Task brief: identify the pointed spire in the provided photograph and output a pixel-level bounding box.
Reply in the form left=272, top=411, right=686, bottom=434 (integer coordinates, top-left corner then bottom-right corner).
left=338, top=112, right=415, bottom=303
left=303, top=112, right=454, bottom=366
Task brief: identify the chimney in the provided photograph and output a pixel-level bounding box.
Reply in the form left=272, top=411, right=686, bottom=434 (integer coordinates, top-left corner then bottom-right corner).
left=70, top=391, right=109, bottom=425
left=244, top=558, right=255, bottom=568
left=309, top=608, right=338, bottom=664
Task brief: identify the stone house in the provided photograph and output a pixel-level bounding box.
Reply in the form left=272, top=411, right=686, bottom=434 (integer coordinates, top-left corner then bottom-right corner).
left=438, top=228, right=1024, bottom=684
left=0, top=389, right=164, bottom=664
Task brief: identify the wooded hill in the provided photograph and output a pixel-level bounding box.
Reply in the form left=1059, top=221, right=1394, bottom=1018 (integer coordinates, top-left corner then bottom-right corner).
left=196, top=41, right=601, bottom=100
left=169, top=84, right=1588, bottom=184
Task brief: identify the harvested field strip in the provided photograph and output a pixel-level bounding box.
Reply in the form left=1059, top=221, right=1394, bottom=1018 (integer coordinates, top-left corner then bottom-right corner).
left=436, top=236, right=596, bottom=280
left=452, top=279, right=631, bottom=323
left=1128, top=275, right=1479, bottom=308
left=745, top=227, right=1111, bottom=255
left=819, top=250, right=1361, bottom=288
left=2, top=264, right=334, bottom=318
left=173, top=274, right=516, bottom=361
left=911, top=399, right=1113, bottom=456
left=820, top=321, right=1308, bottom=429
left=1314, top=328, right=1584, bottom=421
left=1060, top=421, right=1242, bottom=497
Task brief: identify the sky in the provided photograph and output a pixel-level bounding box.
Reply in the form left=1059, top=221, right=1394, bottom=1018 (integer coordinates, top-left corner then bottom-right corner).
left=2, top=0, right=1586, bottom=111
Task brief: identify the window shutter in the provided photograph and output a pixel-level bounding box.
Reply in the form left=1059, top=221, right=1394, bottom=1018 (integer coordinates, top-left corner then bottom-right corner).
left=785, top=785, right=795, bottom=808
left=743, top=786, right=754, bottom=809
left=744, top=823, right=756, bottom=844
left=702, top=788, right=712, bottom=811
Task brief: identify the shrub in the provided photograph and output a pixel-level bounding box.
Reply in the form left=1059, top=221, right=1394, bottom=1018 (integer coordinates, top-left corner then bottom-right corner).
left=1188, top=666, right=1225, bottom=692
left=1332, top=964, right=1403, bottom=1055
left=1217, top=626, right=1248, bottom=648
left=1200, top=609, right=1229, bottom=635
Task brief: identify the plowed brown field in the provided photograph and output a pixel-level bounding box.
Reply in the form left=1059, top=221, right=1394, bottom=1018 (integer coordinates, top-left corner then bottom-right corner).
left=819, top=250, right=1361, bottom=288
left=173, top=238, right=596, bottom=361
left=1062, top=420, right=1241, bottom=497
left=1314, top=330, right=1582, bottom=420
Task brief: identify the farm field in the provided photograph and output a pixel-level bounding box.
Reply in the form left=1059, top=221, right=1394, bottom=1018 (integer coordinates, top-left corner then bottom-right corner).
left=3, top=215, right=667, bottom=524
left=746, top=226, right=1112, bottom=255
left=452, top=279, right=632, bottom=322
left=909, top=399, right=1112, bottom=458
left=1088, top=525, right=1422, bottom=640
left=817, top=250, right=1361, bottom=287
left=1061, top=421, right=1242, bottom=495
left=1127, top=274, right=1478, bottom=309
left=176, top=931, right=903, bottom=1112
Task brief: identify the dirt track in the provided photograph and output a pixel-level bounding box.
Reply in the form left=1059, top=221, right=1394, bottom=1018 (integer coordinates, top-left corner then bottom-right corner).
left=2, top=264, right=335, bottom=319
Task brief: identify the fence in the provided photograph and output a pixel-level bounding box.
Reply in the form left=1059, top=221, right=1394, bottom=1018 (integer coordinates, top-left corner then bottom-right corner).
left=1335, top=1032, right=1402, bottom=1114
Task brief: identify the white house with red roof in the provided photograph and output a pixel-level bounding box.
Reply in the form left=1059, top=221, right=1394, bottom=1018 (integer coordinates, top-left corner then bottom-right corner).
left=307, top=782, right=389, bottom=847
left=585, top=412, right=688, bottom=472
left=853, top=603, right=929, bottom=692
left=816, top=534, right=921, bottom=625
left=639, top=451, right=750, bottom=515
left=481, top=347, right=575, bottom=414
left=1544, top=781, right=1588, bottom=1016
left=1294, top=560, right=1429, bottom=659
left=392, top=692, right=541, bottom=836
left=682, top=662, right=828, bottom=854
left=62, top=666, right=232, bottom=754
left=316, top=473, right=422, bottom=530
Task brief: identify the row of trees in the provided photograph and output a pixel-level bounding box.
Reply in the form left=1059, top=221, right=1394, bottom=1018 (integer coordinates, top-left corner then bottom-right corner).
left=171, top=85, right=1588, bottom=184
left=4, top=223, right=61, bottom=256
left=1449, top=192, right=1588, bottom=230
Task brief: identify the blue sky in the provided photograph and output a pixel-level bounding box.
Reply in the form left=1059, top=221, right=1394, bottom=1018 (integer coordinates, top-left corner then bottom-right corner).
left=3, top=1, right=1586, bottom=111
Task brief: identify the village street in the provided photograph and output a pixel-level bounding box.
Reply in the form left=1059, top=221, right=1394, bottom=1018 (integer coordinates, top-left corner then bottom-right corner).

━━━━━━━━━━━━━━━━━━━━━━━━━━━━━━

Could you retype the entire listing exactly?

* Solved exercise *
Task brief: identify the pointed spire in the provided photograph and output a pixel-level bounding box.
Reply in the form left=272, top=411, right=686, bottom=434 (integer coordinates, top-left corner then bottom-right corner).
left=338, top=112, right=415, bottom=303
left=303, top=112, right=454, bottom=366
Task brief: identify the chimney in the provided photograph and output a pixel-level bounding box.
Reply in the form left=272, top=411, right=686, bottom=434 (integer coordinates, top-left corner then bottom-right corner).
left=70, top=391, right=109, bottom=425
left=244, top=558, right=255, bottom=568
left=309, top=608, right=338, bottom=664
Task brief: identify the stone house in the provided photograph and output a pixel-level bounding box.
Reply in the form left=272, top=411, right=686, bottom=434 (integer coordinates, top-left corner then bottom-right corner).
left=438, top=228, right=1024, bottom=684
left=0, top=389, right=164, bottom=664
Task brief: identify the wooded hill in the provided photograph and output a pixel-level bounding box.
Reply in the form left=1059, top=221, right=1394, bottom=1018 (integer coordinates, top-left corner then bottom-right corner).
left=196, top=41, right=601, bottom=100
left=169, top=84, right=1588, bottom=184
Task brief: identify the harvested field strip in the provided photograph and output a pixel-level bounding box.
Reply in the form left=1059, top=221, right=1394, bottom=1018 (integer coordinates, top-left corner then bottom-right corner).
left=436, top=236, right=596, bottom=280
left=452, top=279, right=631, bottom=323
left=1128, top=275, right=1479, bottom=308
left=745, top=227, right=1111, bottom=255
left=819, top=250, right=1361, bottom=288
left=2, top=264, right=334, bottom=318
left=173, top=274, right=516, bottom=361
left=911, top=399, right=1113, bottom=456
left=820, top=321, right=1308, bottom=429
left=1314, top=328, right=1584, bottom=421
left=1060, top=421, right=1242, bottom=497
Task brief: identify the sky in the provided photograph and output a pixel-level bounding box.
Reply in the form left=1059, top=221, right=1394, bottom=1018 (integer coordinates, top-left corner then bottom-right corner).
left=2, top=0, right=1586, bottom=111
Task brief: identify the window shutter in the provided photograph and output a pixel-level bounding box.
Reply in the form left=1059, top=221, right=1394, bottom=1018 (integer coordinates, top-left corner then bottom-right corner).
left=785, top=785, right=795, bottom=808
left=743, top=786, right=754, bottom=809
left=744, top=823, right=756, bottom=844
left=702, top=788, right=712, bottom=811
Task brief: identify the shrub in the provided photograph and output a pixel-level bounding box.
Reply in the form left=1059, top=221, right=1394, bottom=1018 (integer coordinates, top-left corner then bottom-right corner).
left=1188, top=666, right=1225, bottom=692
left=1332, top=964, right=1403, bottom=1055
left=1217, top=626, right=1248, bottom=648
left=1200, top=609, right=1229, bottom=635
Task brief: identify the plowed brown field in the provided photograph and output a pixel-level bounding box.
Reply in the form left=1059, top=221, right=1394, bottom=1018 (integer coordinates, top-left corner then bottom-right corner).
left=819, top=250, right=1361, bottom=288
left=173, top=238, right=596, bottom=361
left=1062, top=420, right=1241, bottom=497
left=1314, top=330, right=1582, bottom=420
Task brief: identify the farm field in the provided photograph and output a pixel-level bounding box.
Reply in the form left=1059, top=221, right=1394, bottom=1018 (integer coordinates, top-left corner then bottom-right corner).
left=3, top=215, right=667, bottom=524
left=746, top=226, right=1112, bottom=255
left=452, top=279, right=632, bottom=322
left=909, top=399, right=1112, bottom=458
left=1088, top=525, right=1422, bottom=640
left=817, top=250, right=1361, bottom=287
left=1061, top=421, right=1242, bottom=495
left=1127, top=274, right=1478, bottom=309
left=176, top=931, right=903, bottom=1112
Task brief: identify the dirt track in the provided photograph and output a pixel-level bounding box.
Reply in the form left=1059, top=221, right=1394, bottom=1018 (integer coordinates, top-left corner then bottom-right corner).
left=2, top=264, right=335, bottom=319
Task brief: identify the fence in the provided photograph and output a pixel-level bounding box.
Reply in the form left=1059, top=221, right=1394, bottom=1018 (integer coordinates, top-left corner then bottom-right corner).
left=1335, top=1032, right=1402, bottom=1114
Task brief: identify the white house with red roof in the provided photograph and output a pixel-level bounding box.
Reply in the form left=1059, top=221, right=1394, bottom=1018 (integer coordinates, top-left corner then bottom-right corner).
left=307, top=782, right=389, bottom=847
left=585, top=412, right=688, bottom=472
left=853, top=603, right=929, bottom=692
left=816, top=534, right=921, bottom=625
left=639, top=451, right=750, bottom=515
left=481, top=347, right=575, bottom=414
left=1544, top=781, right=1588, bottom=1016
left=1294, top=560, right=1429, bottom=659
left=392, top=692, right=541, bottom=836
left=682, top=662, right=828, bottom=854
left=62, top=666, right=232, bottom=754
left=316, top=473, right=422, bottom=530
Task brief: identify the row of trees in the provided photograph and output a pixel-level bounding box.
Reply in the form left=1059, top=221, right=1394, bottom=1018 (integer coordinates, top-left corner then bottom-right corner).
left=171, top=85, right=1588, bottom=184
left=4, top=223, right=61, bottom=256
left=1449, top=192, right=1588, bottom=230
Task brief: identify the blue sky in the provided photograph and output a pixel-level bounding box.
Reply in the form left=1059, top=221, right=1394, bottom=1018 (integer coordinates, top-left corner then bottom-right corner).
left=3, top=1, right=1586, bottom=111
Task brief: identify the village street in the provided photograph and output a pixel-level bounding box.
Reply in the form left=1059, top=221, right=1394, bottom=1018 (integer coordinates, top-left corner then bottom-right corner).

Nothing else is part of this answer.